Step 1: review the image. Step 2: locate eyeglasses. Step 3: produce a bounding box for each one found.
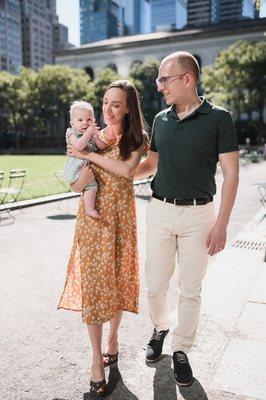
[155,72,187,86]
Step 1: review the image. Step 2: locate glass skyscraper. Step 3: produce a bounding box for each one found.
[0,0,22,73]
[188,0,255,26]
[151,0,187,32]
[80,0,124,44]
[122,0,151,35]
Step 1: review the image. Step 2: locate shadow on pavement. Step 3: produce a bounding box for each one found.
[83,365,139,400]
[46,214,76,220]
[147,355,208,400]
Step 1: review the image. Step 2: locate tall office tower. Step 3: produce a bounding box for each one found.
[187,0,213,26]
[80,0,124,44]
[0,0,22,73]
[20,0,55,70]
[217,0,255,22]
[254,0,261,18]
[122,0,151,35]
[151,0,187,32]
[53,15,73,51]
[188,0,256,26]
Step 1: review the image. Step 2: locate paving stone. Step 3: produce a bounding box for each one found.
[248,263,266,304]
[237,304,266,340]
[211,338,266,400]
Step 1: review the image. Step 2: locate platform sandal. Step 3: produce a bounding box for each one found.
[103,352,118,368]
[90,379,106,396]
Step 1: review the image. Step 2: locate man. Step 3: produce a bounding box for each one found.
[135,52,239,386]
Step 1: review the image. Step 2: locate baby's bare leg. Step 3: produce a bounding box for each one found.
[83,190,102,219]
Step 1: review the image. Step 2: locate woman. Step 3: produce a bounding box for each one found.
[59,80,146,395]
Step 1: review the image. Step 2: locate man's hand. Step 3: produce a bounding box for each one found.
[206,225,226,256]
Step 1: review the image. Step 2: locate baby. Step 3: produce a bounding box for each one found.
[64,101,107,219]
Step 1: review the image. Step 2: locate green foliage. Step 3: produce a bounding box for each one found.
[0,155,68,200]
[202,41,266,141]
[0,65,90,147]
[130,59,162,126]
[88,68,121,118]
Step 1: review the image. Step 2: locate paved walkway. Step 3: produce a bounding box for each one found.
[0,164,266,400]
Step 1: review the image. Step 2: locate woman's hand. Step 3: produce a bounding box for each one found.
[70,165,95,193]
[67,143,89,158]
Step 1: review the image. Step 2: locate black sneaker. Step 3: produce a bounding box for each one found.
[173,351,193,386]
[146,329,169,362]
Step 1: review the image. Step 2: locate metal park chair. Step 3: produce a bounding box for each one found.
[0,169,26,204]
[0,169,26,225]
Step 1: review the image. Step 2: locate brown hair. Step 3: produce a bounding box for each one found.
[163,51,200,82]
[106,79,145,160]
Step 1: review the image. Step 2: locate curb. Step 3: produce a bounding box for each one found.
[0,178,152,211]
[0,192,80,211]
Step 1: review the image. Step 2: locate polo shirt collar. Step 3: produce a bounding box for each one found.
[167,96,211,118]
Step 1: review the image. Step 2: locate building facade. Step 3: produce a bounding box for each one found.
[53,15,74,51]
[121,0,151,35]
[55,18,266,78]
[20,0,55,70]
[0,0,22,73]
[0,0,71,74]
[80,0,124,44]
[217,0,255,22]
[187,0,256,26]
[151,0,187,32]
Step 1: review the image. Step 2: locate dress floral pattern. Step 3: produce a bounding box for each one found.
[58,142,139,324]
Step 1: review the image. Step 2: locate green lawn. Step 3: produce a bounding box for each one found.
[0,156,68,200]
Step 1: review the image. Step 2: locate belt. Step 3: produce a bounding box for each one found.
[152,193,213,206]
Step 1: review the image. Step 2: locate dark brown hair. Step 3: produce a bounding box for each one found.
[106,79,145,160]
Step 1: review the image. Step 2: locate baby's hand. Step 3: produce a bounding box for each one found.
[93,125,101,140]
[85,124,94,139]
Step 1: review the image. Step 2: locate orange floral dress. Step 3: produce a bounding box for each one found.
[58,142,139,324]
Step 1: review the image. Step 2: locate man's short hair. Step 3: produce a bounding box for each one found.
[163,51,200,82]
[69,100,94,118]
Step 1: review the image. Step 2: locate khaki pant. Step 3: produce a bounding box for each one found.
[145,198,215,352]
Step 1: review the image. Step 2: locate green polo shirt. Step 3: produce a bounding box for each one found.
[151,98,239,199]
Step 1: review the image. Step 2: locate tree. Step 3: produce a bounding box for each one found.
[87,68,121,124]
[28,65,90,147]
[130,59,163,127]
[0,72,15,148]
[202,41,266,143]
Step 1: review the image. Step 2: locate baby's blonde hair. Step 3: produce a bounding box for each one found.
[69,100,94,118]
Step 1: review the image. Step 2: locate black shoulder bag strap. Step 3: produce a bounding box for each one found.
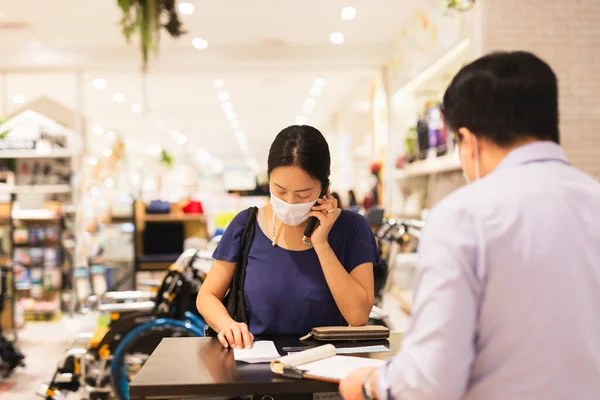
[206,207,258,337]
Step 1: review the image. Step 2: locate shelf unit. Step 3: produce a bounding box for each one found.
[0,110,81,320]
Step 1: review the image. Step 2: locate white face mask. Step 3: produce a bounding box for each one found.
[459,134,481,183]
[271,193,317,226]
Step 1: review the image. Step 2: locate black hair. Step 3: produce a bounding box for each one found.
[348,189,358,207]
[267,125,331,187]
[443,51,560,147]
[331,192,344,208]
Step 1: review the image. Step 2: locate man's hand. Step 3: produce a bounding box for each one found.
[340,368,377,400]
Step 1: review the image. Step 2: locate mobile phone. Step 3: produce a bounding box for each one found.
[304,181,329,238]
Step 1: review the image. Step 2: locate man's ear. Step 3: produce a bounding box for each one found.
[457,128,475,158]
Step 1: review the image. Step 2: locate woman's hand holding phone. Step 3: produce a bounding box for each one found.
[217,321,254,349]
[308,190,342,247]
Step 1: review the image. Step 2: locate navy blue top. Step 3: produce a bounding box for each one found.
[213,210,379,335]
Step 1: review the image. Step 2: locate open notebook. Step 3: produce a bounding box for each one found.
[271,344,384,383]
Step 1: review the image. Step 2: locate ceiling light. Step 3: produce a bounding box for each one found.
[218,90,229,102]
[179,1,194,15]
[177,134,187,146]
[329,32,344,44]
[92,78,107,90]
[213,78,225,89]
[29,40,44,50]
[113,93,125,104]
[302,97,316,114]
[104,177,115,188]
[342,7,356,21]
[210,158,223,174]
[13,94,27,104]
[131,103,142,114]
[196,149,212,165]
[234,129,248,146]
[248,158,260,172]
[315,78,327,87]
[192,38,208,50]
[92,125,104,136]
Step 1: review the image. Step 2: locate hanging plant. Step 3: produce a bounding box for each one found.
[446,0,475,12]
[158,149,175,169]
[117,0,186,72]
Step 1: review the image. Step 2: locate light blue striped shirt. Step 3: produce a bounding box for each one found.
[377,142,600,400]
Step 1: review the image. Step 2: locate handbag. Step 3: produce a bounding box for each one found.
[300,325,390,342]
[205,207,258,337]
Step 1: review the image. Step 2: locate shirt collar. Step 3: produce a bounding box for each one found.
[495,141,570,170]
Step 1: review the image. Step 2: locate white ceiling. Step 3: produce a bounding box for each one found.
[0,0,416,170]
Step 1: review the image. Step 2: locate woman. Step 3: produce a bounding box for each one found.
[197,126,378,348]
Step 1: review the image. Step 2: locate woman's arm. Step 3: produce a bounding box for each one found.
[314,242,375,326]
[196,260,254,348]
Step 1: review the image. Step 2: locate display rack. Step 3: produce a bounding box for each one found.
[0,110,81,320]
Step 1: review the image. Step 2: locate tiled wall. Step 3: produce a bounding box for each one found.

★ ★ ★ ★ ★

— Instruction —
Convert every one of the records above into a Markdown table with the columns Number and Line, giving each line its own row and skipping blank lines. Leave the pictures out.

— Exercise answer —
| Number | Line |
|---|---|
| 1 | Step 1: review the image. Step 2: locate eyeglasses. Step 3: produce a bounding box for each one found. |
| 2 | [155,72,187,86] |
| 3 | Step 1: review the image. Step 2: locate glass skyscraper. Step 3: produce a bounding box for each one found. |
| 4 | [0,0,22,73] |
| 5 | [188,0,255,26] |
| 6 | [151,0,187,32] |
| 7 | [80,0,124,44] |
| 8 | [122,0,151,35] |
| 9 | Step 1: review the image. Step 2: locate shadow on pavement. Step 3: produce a bounding box for each one found. |
| 10 | [83,365,139,400] |
| 11 | [46,214,76,220] |
| 12 | [147,355,208,400] |
| 13 | Step 1: review the image. Step 2: locate tall office tower. Step 3: produce a bounding box for each one found. |
| 14 | [187,0,213,26] |
| 15 | [80,0,124,44] |
| 16 | [0,0,22,73] |
| 17 | [20,0,55,70] |
| 18 | [217,0,255,22] |
| 19 | [254,0,261,18] |
| 20 | [122,0,151,35] |
| 21 | [151,0,187,32] |
| 22 | [53,15,73,51] |
| 23 | [188,0,256,26] |
| 24 | Step 1: review the image. Step 2: locate paving stone. Step 3: produce a bounding box for each one found. |
| 25 | [248,263,266,304] |
| 26 | [237,304,266,340] |
| 27 | [211,338,266,400] |
| 28 | Step 1: review the image. Step 2: locate platform sandal. Step 3: produce a bounding box for each one found. |
| 29 | [103,352,118,368] |
| 30 | [90,379,106,396] |
| 31 | Step 1: review the image. Step 2: locate man. Step 3: produce a bounding box for each one found. |
| 32 | [135,52,239,386] |
| 33 | Step 1: review the image. Step 2: locate baby's bare leg. Step 3: produce a bounding box for each one found. |
| 34 | [83,190,102,219] |
| 35 | Step 1: review the image. Step 2: locate woman. Step 3: produce a bounding box for each one found. |
| 36 | [59,80,146,395] |
| 37 | Step 1: review the image. Step 2: locate man's hand. Step 3: produce a bounding box for each one found. |
| 38 | [206,225,226,256] |
| 39 | Step 1: review the image. Step 2: locate baby. Step 3: produce a bounding box for each one found. |
| 40 | [64,101,107,219] |
| 41 | Step 1: review the image. Step 2: locate green foliage. Step 3: produce a bounding box for each one found. |
| 42 | [0,155,68,200] |
| 43 | [202,41,266,141] |
| 44 | [0,65,90,147] |
| 45 | [130,59,162,126] |
| 46 | [88,68,121,118] |
| 47 | Step 1: review the image. Step 2: locate paved walkway. Step 3: produce a bounding box for each one found. |
| 48 | [0,164,266,400] |
| 49 | Step 1: review the image. Step 2: locate woman's hand. Step 3: produce a bounding box for each one found. |
| 50 | [70,165,95,193] |
| 51 | [67,143,89,158] |
| 52 | Step 1: review the image. Step 2: locate black sneaker. Step 3: produce a bounding box for each one found. |
| 53 | [173,351,193,386] |
| 54 | [146,329,169,362] |
| 55 | Step 1: review the image. Step 2: locate metal park chair. Step 3: produce a bounding box for each one found. |
| 56 | [0,169,26,204] |
| 57 | [0,169,26,225] |
| 58 | Step 1: review the image. Step 2: locate brown hair. Step 3: produce a bounding box for each one found. |
| 59 | [163,51,200,82] |
| 60 | [106,79,145,160] |
| 61 | Step 1: review the image. Step 2: locate curb. Step 3: produce a bounding box for each one found. |
| 62 | [0,178,152,211] |
| 63 | [0,192,80,211] |
| 64 | Step 1: review the image. Step 2: locate polo shirt collar. Step 3: produce a bounding box for each one found. |
| 65 | [167,96,211,118] |
| 66 | Step 1: review the image. Step 2: locate building facade. Step 3: produce a bounding box for each one found. |
| 67 | [53,15,74,51] |
| 68 | [121,0,151,35] |
| 69 | [55,18,266,78] |
| 70 | [20,0,55,70] |
| 71 | [0,0,22,73] |
| 72 | [0,0,71,74] |
| 73 | [80,0,124,44] |
| 74 | [217,0,255,22] |
| 75 | [187,0,256,26] |
| 76 | [151,0,187,32] |
| 77 | Step 1: review the image. Step 2: locate dress floral pattern. Step 3: produce a bounding box for each one found. |
| 78 | [58,142,139,324] |
| 79 | Step 1: review the image. Step 2: locate green lawn. Step 3: produce a bounding box for each one found. |
| 80 | [0,156,68,200] |
| 81 | Step 1: review the image. Step 2: locate belt. Step 3: produce a bounding box for each one found. |
| 82 | [152,193,213,206] |
| 83 | Step 1: review the image. Step 2: locate dark brown hair. Step 3: produce a bounding box for each one found. |
| 84 | [106,79,145,160] |
| 85 | Step 1: review the image. Step 2: locate baby's hand. Step 3: produce a bounding box for each one found. |
| 86 | [93,125,101,140] |
| 87 | [85,124,94,139] |
| 88 | Step 1: review the image. Step 2: locate orange floral dress. Step 3: produce a bounding box for each one found. |
| 89 | [58,142,139,324] |
| 90 | Step 1: review the image. Step 2: locate man's short hair. Step 3: produce a bounding box for each one found. |
| 91 | [163,51,200,82] |
| 92 | [69,100,94,118] |
| 93 | Step 1: review the image. Step 2: locate khaki pant. Step 3: produce a bounding box for each one found. |
| 94 | [145,198,215,352] |
| 95 | Step 1: review the image. Step 2: locate green polo shirt. Step 3: produce a bounding box for each one found. |
| 96 | [151,98,239,199] |
| 97 | Step 1: review the image. Step 2: locate tree. Step 3: produce a bounding box for each one found. |
| 98 | [87,68,121,124] |
| 99 | [28,65,90,147] |
| 100 | [130,59,163,127] |
| 101 | [0,72,15,148] |
| 102 | [202,41,266,143] |
| 103 | Step 1: review the image. Step 2: locate baby's blonde hair. Step 3: produce a bounding box for each one found. |
| 104 | [69,100,94,118] |
| 105 | Step 1: review the image. Step 2: locate black shoulder bag strap. Step 3: produce a bounding box for each one found. |
| 106 | [206,207,258,337] |
| 107 | Step 1: review the image. Step 2: locate shelf unit. Step 3: produce a bounding box for each one found. |
| 108 | [0,110,81,320] |
| 109 | Step 1: review the image. Step 2: locate white face mask. Step 3: produce a bounding box for each one found. |
| 110 | [459,134,481,183] |
| 111 | [271,193,317,226] |
| 112 | Step 1: review the image. Step 2: locate black hair. Step 3: produce a bounding box for each one found. |
| 113 | [348,189,358,207] |
| 114 | [267,125,331,187] |
| 115 | [443,51,560,147] |
| 116 | [331,192,344,208] |
| 117 | Step 1: review the image. Step 2: locate man's hand. Step 3: produce a bounding box for each one found. |
| 118 | [340,368,377,400] |
| 119 | Step 1: review the image. Step 2: locate mobile phone. Step 3: produce a bounding box for each one found. |
| 120 | [304,181,329,238] |
| 121 | Step 1: review the image. Step 2: locate man's ear. Step 3: produce a bounding box for each one found. |
| 122 | [457,128,475,158] |
| 123 | Step 1: review the image. Step 2: locate woman's hand holding phone. Step 3: produce a bounding box for each one found. |
| 124 | [217,321,254,349] |
| 125 | [308,190,342,247] |
| 126 | Step 1: review the image. Step 2: locate navy blue top. Step 3: produce a bounding box for each one found. |
| 127 | [213,210,379,335] |
| 128 | Step 1: review the image. Step 2: locate open notebook. Step 3: produce a bounding box for each one found. |
| 129 | [271,344,384,383] |
| 130 | Step 1: review the image. Step 2: locate ceiling light. Step 3: produce a bounding box for each one found. |
| 131 | [218,90,229,102] |
| 132 | [179,1,194,15] |
| 133 | [177,134,187,146] |
| 134 | [329,32,344,44] |
| 135 | [92,78,107,90] |
| 136 | [213,78,225,89] |
| 137 | [29,40,44,50] |
| 138 | [113,93,125,104] |
| 139 | [302,97,316,114] |
| 140 | [104,177,115,188] |
| 141 | [342,7,356,21] |
| 142 | [210,158,223,174] |
| 143 | [13,94,27,104] |
| 144 | [131,103,142,114] |
| 145 | [196,149,212,165] |
| 146 | [234,129,248,146] |
| 147 | [248,158,260,172] |
| 148 | [315,78,327,87] |
| 149 | [192,38,208,50] |
| 150 | [92,125,104,136] |
| 151 | Step 1: review the image. Step 2: locate hanging plant. Step 3: produce a bounding box for each one found. |
| 152 | [446,0,475,12] |
| 153 | [158,149,175,169] |
| 154 | [117,0,186,72] |
| 155 | Step 1: review the image. Step 2: locate light blue striped shirt. Step 3: produce a bounding box for each one found. |
| 156 | [377,142,600,400] |
| 157 | Step 1: review the image. Step 2: locate handbag. Step 3: produce a bounding box for each one found. |
| 158 | [300,325,390,342] |
| 159 | [205,207,258,337] |
| 160 | Step 1: review the image. Step 2: locate shirt collar. Step 3: produce a bounding box for each one found. |
| 161 | [495,141,570,170] |
| 162 | Step 1: review the image. Step 2: locate white ceiling. Step 3: produce a bounding box for each one found. |
| 163 | [0,0,416,170] |
| 164 | Step 1: review the image. Step 2: locate woman. Step 3: produce a bounding box for each one found. |
| 165 | [197,126,378,348] |
| 166 | Step 1: review the image. Step 2: locate woman's arm. Step 3: produce a bounding box for each one found. |
| 167 | [314,242,375,326] |
| 168 | [196,260,254,348] |
| 169 | Step 1: review the image. Step 2: locate display rack. Step 3: produce a bounding box for each one found. |
| 170 | [0,110,81,320] |
| 171 | Step 1: review the image. Step 2: locate tiled wall. Step 3: produce a bounding box for each one found. |